◆ **Exercise objective**: Print the line containing "If you could point to the miter" and each line after it through the end, please, with nothing added.

Coordinate annotation entries
——————————

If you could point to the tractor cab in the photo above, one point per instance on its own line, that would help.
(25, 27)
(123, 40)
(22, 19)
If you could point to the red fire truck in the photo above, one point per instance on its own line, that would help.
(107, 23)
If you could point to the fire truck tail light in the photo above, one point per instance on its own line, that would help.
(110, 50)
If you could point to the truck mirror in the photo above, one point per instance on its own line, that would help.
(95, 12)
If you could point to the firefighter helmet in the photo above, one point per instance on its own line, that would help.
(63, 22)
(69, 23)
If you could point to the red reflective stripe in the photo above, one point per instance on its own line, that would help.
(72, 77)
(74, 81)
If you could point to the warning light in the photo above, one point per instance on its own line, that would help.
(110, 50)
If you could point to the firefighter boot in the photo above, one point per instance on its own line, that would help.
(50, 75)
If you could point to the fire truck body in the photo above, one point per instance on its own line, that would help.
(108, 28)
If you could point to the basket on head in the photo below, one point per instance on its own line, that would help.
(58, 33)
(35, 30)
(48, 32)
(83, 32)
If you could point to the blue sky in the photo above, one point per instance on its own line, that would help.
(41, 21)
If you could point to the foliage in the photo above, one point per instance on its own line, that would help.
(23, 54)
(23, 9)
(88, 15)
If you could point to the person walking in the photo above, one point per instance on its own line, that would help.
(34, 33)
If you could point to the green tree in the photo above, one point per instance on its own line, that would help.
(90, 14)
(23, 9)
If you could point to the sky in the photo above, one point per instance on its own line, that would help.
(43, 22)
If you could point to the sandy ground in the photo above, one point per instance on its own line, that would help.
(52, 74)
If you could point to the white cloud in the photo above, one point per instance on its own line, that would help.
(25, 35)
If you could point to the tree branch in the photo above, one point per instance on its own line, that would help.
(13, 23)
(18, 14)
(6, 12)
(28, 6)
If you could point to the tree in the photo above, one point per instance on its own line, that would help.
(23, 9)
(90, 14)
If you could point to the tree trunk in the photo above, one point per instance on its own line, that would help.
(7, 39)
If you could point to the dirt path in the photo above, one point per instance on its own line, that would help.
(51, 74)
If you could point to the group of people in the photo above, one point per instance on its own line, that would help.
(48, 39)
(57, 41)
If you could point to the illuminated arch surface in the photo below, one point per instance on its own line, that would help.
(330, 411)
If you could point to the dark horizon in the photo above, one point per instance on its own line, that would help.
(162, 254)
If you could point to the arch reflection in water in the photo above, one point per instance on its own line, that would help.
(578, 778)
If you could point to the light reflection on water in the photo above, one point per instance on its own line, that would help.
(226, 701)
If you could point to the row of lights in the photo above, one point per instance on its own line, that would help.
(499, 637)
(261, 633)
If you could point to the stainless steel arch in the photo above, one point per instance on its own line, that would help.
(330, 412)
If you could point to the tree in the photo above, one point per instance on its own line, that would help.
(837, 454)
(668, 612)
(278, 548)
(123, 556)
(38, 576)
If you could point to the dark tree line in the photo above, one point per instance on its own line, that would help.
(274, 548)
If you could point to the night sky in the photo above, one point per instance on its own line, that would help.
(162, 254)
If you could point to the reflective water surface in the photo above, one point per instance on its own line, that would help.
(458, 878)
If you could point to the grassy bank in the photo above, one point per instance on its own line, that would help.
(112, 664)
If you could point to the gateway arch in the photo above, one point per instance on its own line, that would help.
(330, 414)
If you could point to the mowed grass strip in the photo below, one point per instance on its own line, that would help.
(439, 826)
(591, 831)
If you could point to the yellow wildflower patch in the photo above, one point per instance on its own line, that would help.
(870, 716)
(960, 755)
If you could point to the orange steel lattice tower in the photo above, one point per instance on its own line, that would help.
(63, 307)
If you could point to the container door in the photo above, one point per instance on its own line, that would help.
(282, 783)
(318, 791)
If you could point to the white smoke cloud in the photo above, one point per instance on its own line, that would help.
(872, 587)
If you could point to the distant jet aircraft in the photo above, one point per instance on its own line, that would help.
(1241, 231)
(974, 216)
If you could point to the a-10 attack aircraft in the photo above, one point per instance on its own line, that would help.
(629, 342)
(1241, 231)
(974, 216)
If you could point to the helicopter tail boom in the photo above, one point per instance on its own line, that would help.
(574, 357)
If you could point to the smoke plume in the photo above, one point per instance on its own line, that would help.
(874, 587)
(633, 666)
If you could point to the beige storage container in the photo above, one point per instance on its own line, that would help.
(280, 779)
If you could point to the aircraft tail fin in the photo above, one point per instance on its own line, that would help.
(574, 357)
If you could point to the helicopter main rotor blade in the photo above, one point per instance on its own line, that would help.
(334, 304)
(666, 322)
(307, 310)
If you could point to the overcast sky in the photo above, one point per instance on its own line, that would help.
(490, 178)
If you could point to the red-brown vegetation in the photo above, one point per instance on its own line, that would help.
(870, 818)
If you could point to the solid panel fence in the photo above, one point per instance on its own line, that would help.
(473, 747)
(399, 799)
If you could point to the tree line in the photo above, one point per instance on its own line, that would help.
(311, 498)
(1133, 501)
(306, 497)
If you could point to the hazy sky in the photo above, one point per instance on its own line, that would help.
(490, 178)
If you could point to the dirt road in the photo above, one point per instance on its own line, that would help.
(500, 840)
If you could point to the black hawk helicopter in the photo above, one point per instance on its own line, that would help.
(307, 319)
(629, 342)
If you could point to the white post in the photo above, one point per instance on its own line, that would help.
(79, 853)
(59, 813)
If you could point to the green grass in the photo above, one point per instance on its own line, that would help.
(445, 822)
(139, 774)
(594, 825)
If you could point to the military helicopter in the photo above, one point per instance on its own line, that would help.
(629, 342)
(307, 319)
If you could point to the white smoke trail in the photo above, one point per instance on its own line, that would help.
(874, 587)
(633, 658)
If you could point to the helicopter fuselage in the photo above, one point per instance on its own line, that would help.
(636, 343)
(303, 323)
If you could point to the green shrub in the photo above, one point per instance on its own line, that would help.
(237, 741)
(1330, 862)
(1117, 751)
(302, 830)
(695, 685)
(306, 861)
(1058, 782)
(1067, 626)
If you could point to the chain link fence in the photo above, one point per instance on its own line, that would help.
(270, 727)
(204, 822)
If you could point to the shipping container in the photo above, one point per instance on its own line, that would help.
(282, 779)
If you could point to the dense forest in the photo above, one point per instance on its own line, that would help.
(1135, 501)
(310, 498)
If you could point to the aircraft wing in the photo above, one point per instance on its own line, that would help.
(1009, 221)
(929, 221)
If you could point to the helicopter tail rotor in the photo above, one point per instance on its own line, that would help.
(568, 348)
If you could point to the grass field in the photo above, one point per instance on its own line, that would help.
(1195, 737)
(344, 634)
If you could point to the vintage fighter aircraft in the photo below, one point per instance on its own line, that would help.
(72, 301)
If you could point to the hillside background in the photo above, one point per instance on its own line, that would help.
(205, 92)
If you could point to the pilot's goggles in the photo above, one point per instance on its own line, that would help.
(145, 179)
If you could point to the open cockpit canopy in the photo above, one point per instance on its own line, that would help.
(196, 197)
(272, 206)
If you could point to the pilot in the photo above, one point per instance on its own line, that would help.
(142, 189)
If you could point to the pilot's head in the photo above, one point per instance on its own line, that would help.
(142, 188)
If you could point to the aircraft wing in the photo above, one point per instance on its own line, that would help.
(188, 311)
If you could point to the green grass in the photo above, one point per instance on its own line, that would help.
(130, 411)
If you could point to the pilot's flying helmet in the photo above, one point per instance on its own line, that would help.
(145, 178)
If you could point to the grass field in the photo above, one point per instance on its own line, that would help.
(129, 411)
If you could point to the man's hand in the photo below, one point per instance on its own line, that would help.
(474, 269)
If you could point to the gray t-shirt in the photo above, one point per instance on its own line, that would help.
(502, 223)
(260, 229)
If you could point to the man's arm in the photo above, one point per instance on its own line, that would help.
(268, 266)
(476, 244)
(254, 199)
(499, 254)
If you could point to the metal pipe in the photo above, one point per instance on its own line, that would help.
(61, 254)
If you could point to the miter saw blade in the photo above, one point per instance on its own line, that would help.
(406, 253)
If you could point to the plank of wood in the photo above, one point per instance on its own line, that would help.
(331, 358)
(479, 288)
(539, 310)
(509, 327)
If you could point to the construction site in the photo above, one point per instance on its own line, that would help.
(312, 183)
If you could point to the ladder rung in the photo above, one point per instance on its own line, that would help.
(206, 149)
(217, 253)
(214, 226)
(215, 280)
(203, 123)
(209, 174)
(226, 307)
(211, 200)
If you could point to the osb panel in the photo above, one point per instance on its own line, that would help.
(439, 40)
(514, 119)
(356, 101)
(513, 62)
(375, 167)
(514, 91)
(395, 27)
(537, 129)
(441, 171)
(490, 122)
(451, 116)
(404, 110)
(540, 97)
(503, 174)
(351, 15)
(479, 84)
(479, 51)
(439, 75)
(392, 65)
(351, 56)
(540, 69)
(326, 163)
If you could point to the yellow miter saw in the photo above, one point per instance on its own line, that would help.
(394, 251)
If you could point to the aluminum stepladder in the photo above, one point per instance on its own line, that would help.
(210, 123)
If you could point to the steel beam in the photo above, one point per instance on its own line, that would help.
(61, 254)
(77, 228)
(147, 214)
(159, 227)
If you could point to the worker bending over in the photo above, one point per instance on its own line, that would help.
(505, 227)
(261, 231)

——————————

◆ **Final result**:
If you could point to the miter saw blade in the photo above, one point per instance on its own line, that would help.
(406, 253)
If you could point to the plank of wood in the photo above, one point per instance on its own line, that would help.
(331, 358)
(479, 288)
(539, 310)
(509, 327)
If you could point to the construction site in the photo above, one point per instance on its own line, that would help.
(312, 183)
If you could point to the ladder rung in the photo above, one point per instance on its own line, that would help.
(206, 149)
(217, 253)
(214, 226)
(215, 280)
(203, 123)
(209, 174)
(226, 307)
(211, 200)
If you could point to the osb panel in the photo above, one point per instance on its own line, that would help.
(439, 40)
(514, 119)
(356, 101)
(513, 62)
(375, 167)
(514, 91)
(395, 27)
(537, 129)
(441, 171)
(490, 122)
(451, 116)
(404, 110)
(540, 97)
(503, 174)
(351, 15)
(479, 84)
(479, 51)
(439, 75)
(392, 65)
(351, 56)
(540, 69)
(326, 163)
If you could point to the yellow miter saw in the photo above, one point per instance on its own line, that would help.
(394, 251)
If you could point to the aluminum stepladder in the photo above, one point per instance on its own line, that would help.
(210, 123)
If you could point to the steel beam in the photo above, one point per instance on its own line, that would help.
(61, 254)
(77, 228)
(147, 214)
(159, 227)
If you could point to the worker bending over in the photo above, one point per instance on its own line, that would help.
(505, 227)
(261, 231)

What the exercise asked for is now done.